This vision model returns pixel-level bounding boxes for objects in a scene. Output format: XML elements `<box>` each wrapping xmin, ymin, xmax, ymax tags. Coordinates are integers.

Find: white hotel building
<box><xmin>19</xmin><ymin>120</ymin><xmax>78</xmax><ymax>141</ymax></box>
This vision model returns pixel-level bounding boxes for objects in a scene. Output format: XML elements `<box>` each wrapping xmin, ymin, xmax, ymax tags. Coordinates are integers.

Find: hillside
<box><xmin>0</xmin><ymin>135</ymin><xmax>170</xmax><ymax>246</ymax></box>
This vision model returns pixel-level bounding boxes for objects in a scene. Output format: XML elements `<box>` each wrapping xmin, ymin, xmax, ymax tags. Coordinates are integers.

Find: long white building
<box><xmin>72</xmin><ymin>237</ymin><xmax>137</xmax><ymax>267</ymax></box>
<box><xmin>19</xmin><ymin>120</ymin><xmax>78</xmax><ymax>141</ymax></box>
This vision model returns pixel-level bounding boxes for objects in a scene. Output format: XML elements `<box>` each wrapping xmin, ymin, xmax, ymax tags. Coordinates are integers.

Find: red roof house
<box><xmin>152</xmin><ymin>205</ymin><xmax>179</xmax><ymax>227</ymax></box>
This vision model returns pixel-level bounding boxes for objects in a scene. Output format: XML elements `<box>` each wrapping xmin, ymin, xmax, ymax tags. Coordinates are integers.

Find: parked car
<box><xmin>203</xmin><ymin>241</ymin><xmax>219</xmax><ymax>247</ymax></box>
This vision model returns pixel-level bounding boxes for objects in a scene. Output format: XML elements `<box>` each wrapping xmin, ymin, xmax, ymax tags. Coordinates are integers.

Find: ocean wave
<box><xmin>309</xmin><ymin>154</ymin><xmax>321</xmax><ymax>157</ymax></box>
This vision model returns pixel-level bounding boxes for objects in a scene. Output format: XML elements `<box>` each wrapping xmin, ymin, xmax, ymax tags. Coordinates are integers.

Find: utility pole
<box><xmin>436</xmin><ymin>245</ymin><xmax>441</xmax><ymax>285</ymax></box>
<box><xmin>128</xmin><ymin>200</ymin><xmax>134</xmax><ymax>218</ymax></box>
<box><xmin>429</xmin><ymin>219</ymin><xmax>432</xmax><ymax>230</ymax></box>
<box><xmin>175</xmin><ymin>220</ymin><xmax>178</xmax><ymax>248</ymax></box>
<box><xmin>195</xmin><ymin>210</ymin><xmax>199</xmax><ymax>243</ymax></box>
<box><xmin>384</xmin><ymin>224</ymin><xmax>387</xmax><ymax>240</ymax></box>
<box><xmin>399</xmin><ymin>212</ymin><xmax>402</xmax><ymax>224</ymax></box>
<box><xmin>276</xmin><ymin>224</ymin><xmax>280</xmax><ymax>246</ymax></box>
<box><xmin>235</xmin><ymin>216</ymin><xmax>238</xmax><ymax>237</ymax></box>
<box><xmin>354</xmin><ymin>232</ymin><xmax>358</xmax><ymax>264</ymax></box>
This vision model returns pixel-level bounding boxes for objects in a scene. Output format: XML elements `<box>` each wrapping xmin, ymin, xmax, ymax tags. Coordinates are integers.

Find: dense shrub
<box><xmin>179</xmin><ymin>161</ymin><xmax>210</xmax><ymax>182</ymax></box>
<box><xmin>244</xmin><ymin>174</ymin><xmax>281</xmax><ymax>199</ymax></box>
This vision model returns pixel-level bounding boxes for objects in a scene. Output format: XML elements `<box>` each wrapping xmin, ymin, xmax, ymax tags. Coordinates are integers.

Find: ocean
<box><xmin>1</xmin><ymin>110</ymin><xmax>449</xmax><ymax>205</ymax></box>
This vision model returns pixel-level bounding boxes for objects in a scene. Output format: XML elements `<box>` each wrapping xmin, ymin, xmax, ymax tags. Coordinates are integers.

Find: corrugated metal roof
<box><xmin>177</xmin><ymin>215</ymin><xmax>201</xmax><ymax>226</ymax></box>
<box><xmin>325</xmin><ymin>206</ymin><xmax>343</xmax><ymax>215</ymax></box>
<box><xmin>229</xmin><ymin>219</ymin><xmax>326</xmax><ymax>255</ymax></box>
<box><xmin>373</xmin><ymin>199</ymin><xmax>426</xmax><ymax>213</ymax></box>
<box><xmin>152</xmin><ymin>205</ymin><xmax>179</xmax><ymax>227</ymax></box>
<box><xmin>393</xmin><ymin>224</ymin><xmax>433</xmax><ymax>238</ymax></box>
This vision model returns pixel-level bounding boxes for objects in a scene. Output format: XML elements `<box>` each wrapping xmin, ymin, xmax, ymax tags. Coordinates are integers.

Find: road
= = =
# Action item
The expected response is the entire listing, repeated word for word.

# Written answer
This vision model returns pixel-level bounding boxes for objects in a scene. Output format: XML elements `<box>` each wrapping xmin, ymin, xmax, ymax tags. Coordinates are integers.

Find: white hotel building
<box><xmin>19</xmin><ymin>120</ymin><xmax>78</xmax><ymax>141</ymax></box>
This vision model returns pixel-level bounding boxes for objects in a scene. Output format: XML elements `<box>` each wrapping xmin, ymin, xmax, ymax tags. Coordinates are integers.

Find: hillside
<box><xmin>0</xmin><ymin>135</ymin><xmax>170</xmax><ymax>246</ymax></box>
This vision model returns pixel-level bounding boxes for objects in a scene. Output format: XML elements `<box>` each wrapping xmin, ymin, xmax, ymax tags. Coordinates are integers.

Find: long white building
<box><xmin>72</xmin><ymin>237</ymin><xmax>137</xmax><ymax>267</ymax></box>
<box><xmin>19</xmin><ymin>120</ymin><xmax>78</xmax><ymax>141</ymax></box>
This vision model returns pixel-level bounding boxes for objects in a scene. Output format: XML elements `<box>` each wrapping xmin, ymin, xmax, ymax tags. Coordinates are integers.

Find: red roof house
<box><xmin>152</xmin><ymin>205</ymin><xmax>179</xmax><ymax>227</ymax></box>
This vision model returns pixel-level bounding boxes for objects in a scene. Output format: XML elements `<box>` each wrapping xmin, ymin, xmax, ymax tags. Coordinates are integers.

Find: parked car
<box><xmin>203</xmin><ymin>241</ymin><xmax>219</xmax><ymax>247</ymax></box>
This vision model returns pixel-level bounding boxes for objects in a scene. Output format: XML elements `<box>` each wrapping xmin, ymin, xmax, ymax tags. Coordinates are integers.

Find: ocean wave
<box><xmin>309</xmin><ymin>154</ymin><xmax>321</xmax><ymax>157</ymax></box>
This vision model returns pixel-level bounding boxes for objects in a scene. Output format: XML elements `<box>` each wrapping xmin, ymin, xmax, ymax tags. Coordinates are integers.

Find: utility pole
<box><xmin>436</xmin><ymin>245</ymin><xmax>441</xmax><ymax>285</ymax></box>
<box><xmin>128</xmin><ymin>200</ymin><xmax>134</xmax><ymax>218</ymax></box>
<box><xmin>429</xmin><ymin>219</ymin><xmax>432</xmax><ymax>230</ymax></box>
<box><xmin>175</xmin><ymin>220</ymin><xmax>178</xmax><ymax>248</ymax></box>
<box><xmin>195</xmin><ymin>210</ymin><xmax>199</xmax><ymax>243</ymax></box>
<box><xmin>384</xmin><ymin>224</ymin><xmax>387</xmax><ymax>240</ymax></box>
<box><xmin>399</xmin><ymin>212</ymin><xmax>402</xmax><ymax>224</ymax></box>
<box><xmin>276</xmin><ymin>224</ymin><xmax>280</xmax><ymax>246</ymax></box>
<box><xmin>235</xmin><ymin>216</ymin><xmax>238</xmax><ymax>237</ymax></box>
<box><xmin>354</xmin><ymin>232</ymin><xmax>358</xmax><ymax>264</ymax></box>
This vision model returns pixel-level bounding boxes for objects in a scene. Output format: XML elements `<box>` each wrapping xmin, ymin, xmax, ymax tags. Coordinates are integers.

Find: dense shrub
<box><xmin>179</xmin><ymin>161</ymin><xmax>210</xmax><ymax>182</ymax></box>
<box><xmin>244</xmin><ymin>174</ymin><xmax>281</xmax><ymax>199</ymax></box>
This vision model returns pixel-level bounding boxes for objects in a scene. Output format: XML elements `<box>` each wrapping xmin, ymin, xmax, ymax tags. Coordinates are integers.

Find: ocean
<box><xmin>1</xmin><ymin>110</ymin><xmax>449</xmax><ymax>205</ymax></box>
This vision model returns pixel-level bounding boxes for objects in a scene. Output format: XML elements `<box>` each wrapping xmin, ymin, xmax, ymax tags. Coordinates are integers.

Find: corrugated metal roof
<box><xmin>177</xmin><ymin>215</ymin><xmax>201</xmax><ymax>226</ymax></box>
<box><xmin>325</xmin><ymin>206</ymin><xmax>343</xmax><ymax>215</ymax></box>
<box><xmin>229</xmin><ymin>219</ymin><xmax>326</xmax><ymax>255</ymax></box>
<box><xmin>373</xmin><ymin>199</ymin><xmax>426</xmax><ymax>213</ymax></box>
<box><xmin>152</xmin><ymin>205</ymin><xmax>179</xmax><ymax>227</ymax></box>
<box><xmin>393</xmin><ymin>224</ymin><xmax>433</xmax><ymax>238</ymax></box>
This vision model returns pixel-level bounding boxes for objects in a scene. Output format: XML elements `<box>` each wrapping xmin, ymin, xmax, ymax tags. Coordinates are integers.

Find: road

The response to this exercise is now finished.